BEGIN Information provided

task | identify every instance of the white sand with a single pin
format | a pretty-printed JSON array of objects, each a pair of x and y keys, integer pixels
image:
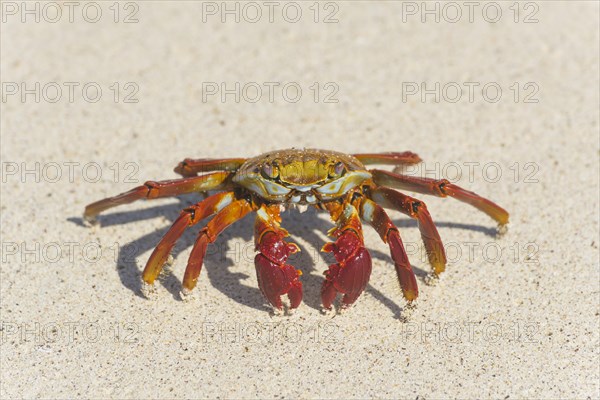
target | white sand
[{"x": 517, "y": 317}]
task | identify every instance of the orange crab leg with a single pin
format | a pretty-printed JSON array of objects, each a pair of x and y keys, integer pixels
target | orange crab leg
[
  {"x": 227, "y": 216},
  {"x": 352, "y": 271},
  {"x": 415, "y": 209},
  {"x": 188, "y": 217},
  {"x": 440, "y": 188},
  {"x": 191, "y": 167},
  {"x": 404, "y": 158},
  {"x": 377, "y": 217},
  {"x": 275, "y": 277},
  {"x": 154, "y": 190}
]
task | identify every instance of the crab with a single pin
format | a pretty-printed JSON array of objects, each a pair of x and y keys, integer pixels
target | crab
[{"x": 327, "y": 180}]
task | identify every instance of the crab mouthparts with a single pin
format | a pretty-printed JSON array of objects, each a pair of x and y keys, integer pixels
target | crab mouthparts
[{"x": 302, "y": 197}]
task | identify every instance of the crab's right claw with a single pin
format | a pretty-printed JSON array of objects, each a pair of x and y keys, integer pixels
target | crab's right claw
[{"x": 275, "y": 277}]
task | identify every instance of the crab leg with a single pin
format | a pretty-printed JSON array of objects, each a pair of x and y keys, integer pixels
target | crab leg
[
  {"x": 188, "y": 217},
  {"x": 275, "y": 277},
  {"x": 191, "y": 167},
  {"x": 154, "y": 190},
  {"x": 404, "y": 158},
  {"x": 227, "y": 216},
  {"x": 377, "y": 217},
  {"x": 353, "y": 269},
  {"x": 415, "y": 209},
  {"x": 440, "y": 188}
]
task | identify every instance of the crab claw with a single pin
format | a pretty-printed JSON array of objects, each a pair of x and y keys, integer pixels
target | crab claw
[
  {"x": 275, "y": 277},
  {"x": 352, "y": 272}
]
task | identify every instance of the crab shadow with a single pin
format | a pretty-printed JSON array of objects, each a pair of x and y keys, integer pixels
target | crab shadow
[{"x": 222, "y": 258}]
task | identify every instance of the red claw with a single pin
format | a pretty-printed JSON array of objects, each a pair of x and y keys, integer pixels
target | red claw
[
  {"x": 352, "y": 272},
  {"x": 275, "y": 277}
]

END Information provided

Task description: When you repeat the lines above, keep them exact and leave out each image they contain.

Written answer:
task | identify every instance of the white sand with a single pin
format | a pretty-printed JSON array of objects, each a pair of x and y keys, integer pixels
image:
target | white sand
[{"x": 517, "y": 317}]
task | identify every instance of the orange crab leg with a single pin
format | a pretty-printed JSON array of objects, each a pair of x and y keys, integer pixels
target | orange crab leg
[
  {"x": 227, "y": 216},
  {"x": 352, "y": 271},
  {"x": 415, "y": 209},
  {"x": 188, "y": 217},
  {"x": 440, "y": 188},
  {"x": 191, "y": 167},
  {"x": 404, "y": 158},
  {"x": 377, "y": 217},
  {"x": 275, "y": 277},
  {"x": 154, "y": 190}
]
task | identify every instance of the crab with a single pin
format | a pretty-printed JSON array of objects, each a pair of x and y keys, integer pixels
target | crab
[{"x": 327, "y": 180}]
task | identify every instance of the crab mouthparts with a single pin
format | a pretty-printed JSON array of objects, each a pair of x and y keys, integer pixels
target | crab mouthparts
[{"x": 302, "y": 197}]
task | identify every instance of the crab's right claw with a single pin
format | a pretty-printed JSON array of objects, each a pair of x and y keys, integer pixels
target | crab's right claw
[{"x": 275, "y": 277}]
task | identify every instance of the crab leg with a single pin
format | a pretty-printed JSON array of objects, each a pair of x and y keys, integer pixels
target | crab leg
[
  {"x": 188, "y": 217},
  {"x": 275, "y": 277},
  {"x": 191, "y": 167},
  {"x": 154, "y": 190},
  {"x": 404, "y": 158},
  {"x": 227, "y": 216},
  {"x": 377, "y": 217},
  {"x": 353, "y": 269},
  {"x": 415, "y": 209},
  {"x": 440, "y": 188}
]
task | identify every instance of the crab claw with a single pin
format | a pretty-printed JSON array of objects, each a pair of x and y keys, integer pixels
target | crab claw
[
  {"x": 275, "y": 277},
  {"x": 352, "y": 272}
]
task | identify every instance of the crab shadow with a single pin
format | a pretty-printed JSON array of objects, each a pair of x and y keys, integer pixels
target | crab shadow
[{"x": 222, "y": 258}]
task | identify every instance of the red claw with a single pin
format | a pretty-printed JSON array of objects, each a pair of x and y keys, integer pixels
target | red claw
[
  {"x": 352, "y": 272},
  {"x": 275, "y": 277}
]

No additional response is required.